**Task goal:** Rewrite the data below with every instance of "bounding boxes" changed to "box coordinates", leaving everything else as it is.

**Data supplied:**
- - - -

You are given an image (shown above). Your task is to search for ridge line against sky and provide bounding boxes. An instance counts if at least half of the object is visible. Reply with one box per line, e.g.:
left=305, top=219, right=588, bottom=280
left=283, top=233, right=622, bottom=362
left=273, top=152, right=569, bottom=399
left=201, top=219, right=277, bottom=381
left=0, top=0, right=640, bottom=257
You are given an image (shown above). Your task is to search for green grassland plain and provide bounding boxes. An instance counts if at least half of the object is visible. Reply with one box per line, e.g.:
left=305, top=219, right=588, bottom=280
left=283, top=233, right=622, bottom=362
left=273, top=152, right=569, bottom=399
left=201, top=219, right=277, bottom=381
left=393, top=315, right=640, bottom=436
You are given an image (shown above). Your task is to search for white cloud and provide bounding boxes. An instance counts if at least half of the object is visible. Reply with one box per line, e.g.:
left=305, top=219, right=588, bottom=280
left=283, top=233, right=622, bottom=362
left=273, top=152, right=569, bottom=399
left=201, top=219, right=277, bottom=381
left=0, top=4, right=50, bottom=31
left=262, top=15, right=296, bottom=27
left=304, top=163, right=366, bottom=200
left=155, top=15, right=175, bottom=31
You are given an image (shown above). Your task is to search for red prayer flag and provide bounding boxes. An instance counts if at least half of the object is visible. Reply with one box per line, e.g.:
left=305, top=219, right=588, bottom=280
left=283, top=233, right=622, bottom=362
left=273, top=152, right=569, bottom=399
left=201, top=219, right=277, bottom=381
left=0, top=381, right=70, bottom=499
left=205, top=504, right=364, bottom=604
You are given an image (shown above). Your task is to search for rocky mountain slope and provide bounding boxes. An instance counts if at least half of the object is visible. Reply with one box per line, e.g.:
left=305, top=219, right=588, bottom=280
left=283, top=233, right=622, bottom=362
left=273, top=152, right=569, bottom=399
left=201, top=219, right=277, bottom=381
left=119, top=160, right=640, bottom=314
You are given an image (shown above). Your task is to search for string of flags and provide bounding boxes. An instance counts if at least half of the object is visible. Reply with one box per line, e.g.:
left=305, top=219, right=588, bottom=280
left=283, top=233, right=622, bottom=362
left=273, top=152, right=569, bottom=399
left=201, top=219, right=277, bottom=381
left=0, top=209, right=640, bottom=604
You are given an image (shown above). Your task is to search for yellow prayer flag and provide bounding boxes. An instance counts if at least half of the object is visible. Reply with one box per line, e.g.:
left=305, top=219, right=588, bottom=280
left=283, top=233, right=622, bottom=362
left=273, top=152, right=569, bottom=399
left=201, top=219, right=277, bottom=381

- - - -

**Exercise result:**
You are given an image (shown above). Your task is to search for ridge line against sky and provide box coordinates. An instance counts if at least half of the object is visible. Reply with one box per line, e.g.:
left=305, top=219, right=588, bottom=280
left=283, top=233, right=622, bottom=362
left=273, top=152, right=569, bottom=399
left=201, top=219, right=277, bottom=381
left=0, top=0, right=640, bottom=257
You are given an image (shown above). Your task is to search for green grassland plain and provide box coordinates. An instance counts if at least half of the object is visible. Reply with one box per line, e.g.:
left=305, top=219, right=588, bottom=280
left=283, top=233, right=622, bottom=362
left=273, top=152, right=569, bottom=399
left=201, top=219, right=277, bottom=381
left=393, top=315, right=640, bottom=436
You are given an image (shown above). Your task is to search for white cloud and provide box coordinates. An instance counts if at least half of the object is visible. Reply with one box per line, e.g.:
left=305, top=219, right=588, bottom=280
left=283, top=233, right=622, bottom=362
left=273, top=152, right=569, bottom=399
left=201, top=219, right=277, bottom=381
left=0, top=4, right=50, bottom=31
left=262, top=15, right=296, bottom=27
left=304, top=163, right=366, bottom=200
left=155, top=15, right=175, bottom=31
You are given an image (shown above). Your task is to search for red prayer flag and provide box coordinates. An instance counts if at least half of the object is visible. Reply with one box per line, e.g.:
left=305, top=219, right=588, bottom=280
left=283, top=233, right=622, bottom=362
left=273, top=152, right=569, bottom=399
left=201, top=219, right=277, bottom=381
left=0, top=381, right=70, bottom=499
left=205, top=504, right=364, bottom=604
You are given an image (shown above). Your task is to search for rocky mountain slope and provide box coordinates. An instance counts if at least half of the object is visible. Reply with one box per line, e.g.:
left=305, top=219, right=588, bottom=280
left=283, top=233, right=622, bottom=362
left=273, top=152, right=569, bottom=399
left=201, top=219, right=277, bottom=381
left=119, top=160, right=640, bottom=314
You are given an image (shown above). Your task is to search for string of flags and provide box coordinates. An instance counts if at least half of the object is visible. Reply with one box per line, e.g.:
left=305, top=219, right=588, bottom=280
left=283, top=233, right=622, bottom=362
left=273, top=152, right=569, bottom=399
left=201, top=219, right=277, bottom=381
left=0, top=209, right=640, bottom=604
You are given an image (shown above). Your task is to search for yellow prayer flag and provide box coordinates. An instance counts if at least half of the object is visible. Reply with one box per line, e.g.:
left=305, top=219, right=588, bottom=280
left=283, top=233, right=622, bottom=362
left=273, top=152, right=569, bottom=399
left=201, top=219, right=277, bottom=381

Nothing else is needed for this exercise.